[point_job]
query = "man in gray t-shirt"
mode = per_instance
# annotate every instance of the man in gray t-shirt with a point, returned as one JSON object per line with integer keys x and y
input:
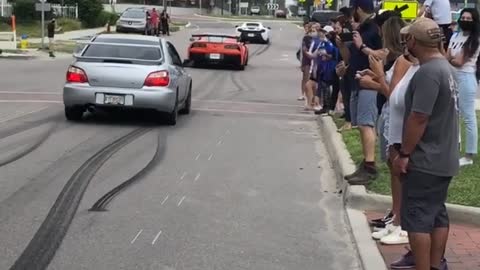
{"x": 429, "y": 153}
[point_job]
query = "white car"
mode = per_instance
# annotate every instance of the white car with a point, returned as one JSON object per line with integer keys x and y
{"x": 254, "y": 32}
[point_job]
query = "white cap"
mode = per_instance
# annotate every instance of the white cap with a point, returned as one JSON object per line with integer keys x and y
{"x": 328, "y": 28}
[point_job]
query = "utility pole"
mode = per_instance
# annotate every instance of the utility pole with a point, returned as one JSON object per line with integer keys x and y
{"x": 43, "y": 23}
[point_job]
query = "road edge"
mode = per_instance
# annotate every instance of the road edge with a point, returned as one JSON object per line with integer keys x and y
{"x": 342, "y": 164}
{"x": 357, "y": 199}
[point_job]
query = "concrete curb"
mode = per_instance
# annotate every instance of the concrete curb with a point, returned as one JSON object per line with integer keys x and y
{"x": 370, "y": 256}
{"x": 357, "y": 199}
{"x": 243, "y": 19}
{"x": 17, "y": 56}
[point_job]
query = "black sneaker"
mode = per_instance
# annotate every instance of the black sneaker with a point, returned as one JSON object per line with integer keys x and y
{"x": 354, "y": 174}
{"x": 381, "y": 222}
{"x": 322, "y": 111}
{"x": 363, "y": 177}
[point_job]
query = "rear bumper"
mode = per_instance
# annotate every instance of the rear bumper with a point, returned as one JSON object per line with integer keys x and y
{"x": 226, "y": 59}
{"x": 252, "y": 36}
{"x": 160, "y": 99}
{"x": 130, "y": 29}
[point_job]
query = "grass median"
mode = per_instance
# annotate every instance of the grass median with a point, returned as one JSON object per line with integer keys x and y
{"x": 464, "y": 190}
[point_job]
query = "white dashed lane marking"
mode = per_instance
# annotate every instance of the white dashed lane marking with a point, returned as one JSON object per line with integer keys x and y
{"x": 136, "y": 237}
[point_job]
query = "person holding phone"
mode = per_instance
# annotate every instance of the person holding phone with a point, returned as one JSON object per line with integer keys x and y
{"x": 366, "y": 41}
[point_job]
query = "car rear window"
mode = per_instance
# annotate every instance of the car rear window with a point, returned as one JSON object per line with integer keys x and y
{"x": 125, "y": 51}
{"x": 135, "y": 14}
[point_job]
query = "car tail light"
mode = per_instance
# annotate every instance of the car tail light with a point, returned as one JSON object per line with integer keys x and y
{"x": 199, "y": 45}
{"x": 232, "y": 47}
{"x": 157, "y": 78}
{"x": 76, "y": 75}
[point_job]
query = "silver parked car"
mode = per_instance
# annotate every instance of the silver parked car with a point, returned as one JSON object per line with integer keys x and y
{"x": 119, "y": 71}
{"x": 132, "y": 20}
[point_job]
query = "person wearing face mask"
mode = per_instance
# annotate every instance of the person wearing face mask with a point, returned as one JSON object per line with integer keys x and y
{"x": 462, "y": 53}
{"x": 327, "y": 60}
{"x": 363, "y": 106}
{"x": 428, "y": 156}
{"x": 311, "y": 102}
{"x": 304, "y": 60}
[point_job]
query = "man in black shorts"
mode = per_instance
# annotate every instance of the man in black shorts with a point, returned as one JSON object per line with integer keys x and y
{"x": 428, "y": 155}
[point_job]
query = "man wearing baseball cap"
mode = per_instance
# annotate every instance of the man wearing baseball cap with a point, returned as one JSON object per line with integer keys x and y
{"x": 363, "y": 105}
{"x": 428, "y": 156}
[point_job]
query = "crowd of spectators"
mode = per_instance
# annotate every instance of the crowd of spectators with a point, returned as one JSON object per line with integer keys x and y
{"x": 405, "y": 86}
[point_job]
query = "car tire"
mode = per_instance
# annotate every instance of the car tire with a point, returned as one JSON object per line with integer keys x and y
{"x": 171, "y": 118}
{"x": 74, "y": 113}
{"x": 188, "y": 103}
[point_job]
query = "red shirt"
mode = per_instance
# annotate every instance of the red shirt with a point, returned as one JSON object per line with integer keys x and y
{"x": 154, "y": 17}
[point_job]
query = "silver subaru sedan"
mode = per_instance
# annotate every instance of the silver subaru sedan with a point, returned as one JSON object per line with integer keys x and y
{"x": 117, "y": 71}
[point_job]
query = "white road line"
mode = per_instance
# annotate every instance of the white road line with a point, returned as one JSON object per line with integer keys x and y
{"x": 30, "y": 93}
{"x": 136, "y": 236}
{"x": 22, "y": 114}
{"x": 164, "y": 200}
{"x": 310, "y": 116}
{"x": 156, "y": 237}
{"x": 29, "y": 101}
{"x": 247, "y": 103}
{"x": 181, "y": 200}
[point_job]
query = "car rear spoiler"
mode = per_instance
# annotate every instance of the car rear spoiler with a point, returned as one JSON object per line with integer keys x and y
{"x": 215, "y": 35}
{"x": 78, "y": 54}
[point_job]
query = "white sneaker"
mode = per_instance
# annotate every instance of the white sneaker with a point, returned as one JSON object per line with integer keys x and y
{"x": 396, "y": 237}
{"x": 389, "y": 228}
{"x": 464, "y": 161}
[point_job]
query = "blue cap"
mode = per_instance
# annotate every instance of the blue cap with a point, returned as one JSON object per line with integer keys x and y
{"x": 363, "y": 4}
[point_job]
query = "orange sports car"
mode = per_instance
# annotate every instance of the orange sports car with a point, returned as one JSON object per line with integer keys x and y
{"x": 217, "y": 49}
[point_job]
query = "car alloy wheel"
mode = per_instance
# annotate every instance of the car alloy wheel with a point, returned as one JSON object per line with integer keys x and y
{"x": 74, "y": 113}
{"x": 173, "y": 116}
{"x": 188, "y": 103}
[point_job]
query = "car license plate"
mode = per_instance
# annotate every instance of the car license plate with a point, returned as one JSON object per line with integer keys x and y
{"x": 114, "y": 100}
{"x": 215, "y": 56}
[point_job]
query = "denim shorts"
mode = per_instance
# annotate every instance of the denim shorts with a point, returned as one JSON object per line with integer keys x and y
{"x": 363, "y": 108}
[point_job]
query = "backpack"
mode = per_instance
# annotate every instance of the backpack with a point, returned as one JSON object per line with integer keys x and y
{"x": 329, "y": 69}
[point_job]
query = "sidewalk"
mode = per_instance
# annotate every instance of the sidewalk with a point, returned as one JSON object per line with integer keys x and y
{"x": 83, "y": 34}
{"x": 463, "y": 248}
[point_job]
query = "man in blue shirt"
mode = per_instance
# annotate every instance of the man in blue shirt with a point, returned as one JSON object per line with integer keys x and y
{"x": 327, "y": 60}
{"x": 363, "y": 108}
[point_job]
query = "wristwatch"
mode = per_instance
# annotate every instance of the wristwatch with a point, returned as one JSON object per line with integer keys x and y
{"x": 401, "y": 154}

★ ★ ★ ★ ★ ★ ★

* **INSTRUCTIONS FOR THE TASK**: Collect each line of the records above that contains the word "alloy", and copy those lines.

* **WRITTEN SOLUTION**:
query = "car alloy wheel"
# annotate every instance of the car alloy wheel with a point, returned as one JSON object per line with integer keys x and y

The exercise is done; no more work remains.